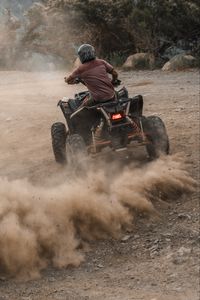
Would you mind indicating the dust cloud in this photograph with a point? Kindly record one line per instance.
(49, 225)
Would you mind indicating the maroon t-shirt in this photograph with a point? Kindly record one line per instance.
(95, 76)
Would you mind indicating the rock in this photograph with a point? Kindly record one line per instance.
(184, 216)
(184, 251)
(172, 51)
(139, 61)
(125, 238)
(180, 62)
(100, 266)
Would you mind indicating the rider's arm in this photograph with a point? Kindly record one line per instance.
(71, 79)
(114, 74)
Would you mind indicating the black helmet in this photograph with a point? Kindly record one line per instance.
(86, 53)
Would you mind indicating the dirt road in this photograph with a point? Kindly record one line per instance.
(156, 259)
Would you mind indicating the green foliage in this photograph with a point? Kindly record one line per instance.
(127, 26)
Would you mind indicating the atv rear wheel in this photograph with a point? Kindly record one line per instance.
(76, 150)
(156, 133)
(59, 135)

### What the task asks
Please output the line that contains "Would you mind indicating the rock" and every line after it in the entries above, exactly, and nothing more.

### Task output
Would you mind indicating the rock in this photograph with a point? Kindly record one line per instance.
(184, 216)
(184, 251)
(172, 51)
(139, 61)
(125, 238)
(180, 62)
(100, 266)
Would you mind indicating the rider's arm in this photograph with a point? Kindly record one line per instance.
(71, 79)
(114, 74)
Would you mind indicating the black helmet in this photograph with a point? Kindly record one line per instance.
(86, 53)
Would you mind indicating the dirt road in this photograph with a point? Kindly record one line per instance.
(156, 259)
Would you mind indicating the green foliage in this photograph with a point? Kindly record one line per instance.
(127, 26)
Would you mind indicating the atv rear wheel in this photograph with a point? Kindly record one line per instance.
(76, 150)
(156, 133)
(59, 135)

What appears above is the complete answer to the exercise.